** Opening EXERCISE TEXT block **

For an acceptable calculation time, even for large data sets, computer scientists try to find solutions that scale with N or, at most, with N∙log(N).
Replacing forces with a field is very similar to what Einstein did. He replaced the gravitational force – between planets, stars and other objects – with curved spacetime. In his theory, the gravitational force experienced by any object is a result of the local curvature in spacetime.
A magnified representation of the three fields that each data point projects. The data point would be in the center of the three images. In the two images on the right, a negative value (blue color) represents a repulsive force directed towards the left or downward.
Publicly available
Nicola’s algorithm has been incorporated into ‘Tensorflow.js’, Google’s open source software platform for – among other things – designing, training and analyzing neural networks. “It is important to me for software to be open source and readily usable by anyone. My software should not require a large computer infrastructure that only universities and companies can afford and maintain. I wanted my algorithm to be fast enough to be run on a single desktop computer.” Nicola also published his research in scientific journals, but even that doesn’t satisfy him. For someone who is not an expert, analyzing high-dimensional data still is a very difficult task. “I am lucky to be part of a research group that consists of many excellent and highly motivated computer scientists, each with their own specific interests.” His colleague Thomas Höllt is building a software platform, named Cytosplore, that bridges the gap between the algorithm and the biomedical researchers at the LUMC. “It is much more than a graphical user interface on top of some data processing routines. Thomas listens to their exact needs and creates a tool that allows them to independently enter and analyze their research data.” The applications of Nicola’s work are, however, not limited to neural networks and the biomedical field. A master’s student used his algorithm to analyze baseball player statistics. Nicola himself applied it to analyze social media filter bubbles. All that is needed now, is an algorithm that clarifies my electricity bill.

** Closing EXERCISE TEXT block **
** Opening STUDY MATERIAL block **

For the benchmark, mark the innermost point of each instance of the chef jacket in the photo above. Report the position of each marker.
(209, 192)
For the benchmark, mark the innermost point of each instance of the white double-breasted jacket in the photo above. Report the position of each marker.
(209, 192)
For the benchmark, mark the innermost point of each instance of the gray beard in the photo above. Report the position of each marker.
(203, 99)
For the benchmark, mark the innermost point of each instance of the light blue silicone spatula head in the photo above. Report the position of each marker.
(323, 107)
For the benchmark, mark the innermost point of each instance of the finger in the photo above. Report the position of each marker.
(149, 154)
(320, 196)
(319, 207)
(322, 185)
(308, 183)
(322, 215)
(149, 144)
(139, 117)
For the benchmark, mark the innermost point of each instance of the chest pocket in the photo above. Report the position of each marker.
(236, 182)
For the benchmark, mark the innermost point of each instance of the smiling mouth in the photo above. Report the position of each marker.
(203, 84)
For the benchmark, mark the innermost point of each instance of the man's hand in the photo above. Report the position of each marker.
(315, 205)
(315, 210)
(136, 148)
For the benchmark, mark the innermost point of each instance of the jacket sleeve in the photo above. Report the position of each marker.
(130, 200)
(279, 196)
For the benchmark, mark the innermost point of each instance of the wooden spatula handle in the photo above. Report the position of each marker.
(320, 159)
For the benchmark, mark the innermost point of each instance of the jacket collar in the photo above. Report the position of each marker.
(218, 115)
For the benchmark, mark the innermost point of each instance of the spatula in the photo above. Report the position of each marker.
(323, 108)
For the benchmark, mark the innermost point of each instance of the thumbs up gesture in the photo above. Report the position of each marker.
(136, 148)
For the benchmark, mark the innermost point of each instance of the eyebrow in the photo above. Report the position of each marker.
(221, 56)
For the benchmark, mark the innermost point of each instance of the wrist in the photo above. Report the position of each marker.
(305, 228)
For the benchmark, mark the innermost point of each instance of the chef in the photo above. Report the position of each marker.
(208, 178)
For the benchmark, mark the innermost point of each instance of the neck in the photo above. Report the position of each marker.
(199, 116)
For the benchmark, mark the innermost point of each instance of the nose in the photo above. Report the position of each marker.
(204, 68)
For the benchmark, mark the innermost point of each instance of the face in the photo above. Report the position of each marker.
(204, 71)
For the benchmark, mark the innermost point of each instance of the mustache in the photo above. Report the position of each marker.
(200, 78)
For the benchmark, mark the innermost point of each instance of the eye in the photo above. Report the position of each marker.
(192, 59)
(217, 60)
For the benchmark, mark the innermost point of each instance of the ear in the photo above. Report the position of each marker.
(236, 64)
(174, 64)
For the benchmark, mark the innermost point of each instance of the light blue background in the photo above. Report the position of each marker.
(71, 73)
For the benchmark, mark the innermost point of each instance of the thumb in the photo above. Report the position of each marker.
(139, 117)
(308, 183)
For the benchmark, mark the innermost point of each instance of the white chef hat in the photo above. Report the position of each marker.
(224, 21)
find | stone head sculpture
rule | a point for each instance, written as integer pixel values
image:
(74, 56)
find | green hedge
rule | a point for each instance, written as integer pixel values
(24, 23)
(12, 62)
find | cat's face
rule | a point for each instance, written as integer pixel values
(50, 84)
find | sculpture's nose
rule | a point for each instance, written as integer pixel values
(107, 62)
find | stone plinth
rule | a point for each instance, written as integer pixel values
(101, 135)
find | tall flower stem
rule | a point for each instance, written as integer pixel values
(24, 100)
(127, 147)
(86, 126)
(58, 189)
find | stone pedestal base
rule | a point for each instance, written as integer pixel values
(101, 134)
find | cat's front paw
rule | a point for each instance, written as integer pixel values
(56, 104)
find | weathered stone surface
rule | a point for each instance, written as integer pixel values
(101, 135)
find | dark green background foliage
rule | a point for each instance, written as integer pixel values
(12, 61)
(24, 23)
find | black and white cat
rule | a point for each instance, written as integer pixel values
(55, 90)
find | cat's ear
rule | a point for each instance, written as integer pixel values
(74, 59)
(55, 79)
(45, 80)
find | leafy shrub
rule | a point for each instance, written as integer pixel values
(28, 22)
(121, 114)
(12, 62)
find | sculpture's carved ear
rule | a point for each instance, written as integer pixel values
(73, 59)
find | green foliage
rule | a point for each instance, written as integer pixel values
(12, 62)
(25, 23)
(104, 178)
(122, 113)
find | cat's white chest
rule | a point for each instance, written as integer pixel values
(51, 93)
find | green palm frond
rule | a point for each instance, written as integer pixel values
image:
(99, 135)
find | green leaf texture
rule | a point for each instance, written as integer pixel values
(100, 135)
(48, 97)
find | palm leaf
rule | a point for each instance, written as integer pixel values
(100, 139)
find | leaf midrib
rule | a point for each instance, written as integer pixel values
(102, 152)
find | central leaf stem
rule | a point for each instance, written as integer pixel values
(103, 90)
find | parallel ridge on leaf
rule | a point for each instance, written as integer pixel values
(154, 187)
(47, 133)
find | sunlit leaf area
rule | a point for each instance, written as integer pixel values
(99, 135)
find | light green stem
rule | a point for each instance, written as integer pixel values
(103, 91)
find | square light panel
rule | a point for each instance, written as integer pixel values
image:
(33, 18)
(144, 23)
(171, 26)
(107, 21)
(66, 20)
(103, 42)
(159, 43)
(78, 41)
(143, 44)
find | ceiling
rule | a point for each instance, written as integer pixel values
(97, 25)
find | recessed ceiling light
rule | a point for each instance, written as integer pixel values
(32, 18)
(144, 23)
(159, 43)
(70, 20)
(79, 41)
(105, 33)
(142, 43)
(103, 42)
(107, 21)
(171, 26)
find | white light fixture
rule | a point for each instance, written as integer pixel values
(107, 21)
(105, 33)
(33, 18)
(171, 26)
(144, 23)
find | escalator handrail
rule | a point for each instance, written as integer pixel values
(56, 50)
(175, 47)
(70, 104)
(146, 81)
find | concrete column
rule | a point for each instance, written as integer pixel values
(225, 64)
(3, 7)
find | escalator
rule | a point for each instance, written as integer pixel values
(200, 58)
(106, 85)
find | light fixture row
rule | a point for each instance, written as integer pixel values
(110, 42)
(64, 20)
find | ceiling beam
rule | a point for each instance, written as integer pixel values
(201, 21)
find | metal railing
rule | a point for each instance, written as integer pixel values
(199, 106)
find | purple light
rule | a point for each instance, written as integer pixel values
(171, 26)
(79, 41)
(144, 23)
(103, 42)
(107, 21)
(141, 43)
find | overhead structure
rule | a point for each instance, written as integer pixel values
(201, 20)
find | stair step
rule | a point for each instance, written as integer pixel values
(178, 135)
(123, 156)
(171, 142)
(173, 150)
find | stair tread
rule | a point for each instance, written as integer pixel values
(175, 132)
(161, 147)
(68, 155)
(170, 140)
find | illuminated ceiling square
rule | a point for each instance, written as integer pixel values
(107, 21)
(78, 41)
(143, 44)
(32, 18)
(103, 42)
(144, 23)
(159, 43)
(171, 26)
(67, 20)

** Closing STUDY MATERIAL block **

REQUIRED WORK:
How would the piece on Nicola's algorithm for high-dimensional data go on after its last sentence? The records have nothing to do with the piece on Nicola's algorithm for high-dimensional data.

EXERCISE RESPONSE:
The movie shows a real-time optimization of the MNIST data set by the t-SNE algorithm. This data set consists of sixty thousand digitized handwritten numerals, from 0 to 9. The top-left panel shows the two-dimensional representation of this high-dimensional data set, with the numerals color-coded. The two bottom panels show the global fields for the repulsive force. The algorithm uses these fields to determine the repulsive forces in the horizontal and vertical directions. The top-right panel shows the normalization field. At the beginning of the optimization, the algorithm forces all data points into close proximity. This allows the attractive forces between similar data points to drive the process of clustering.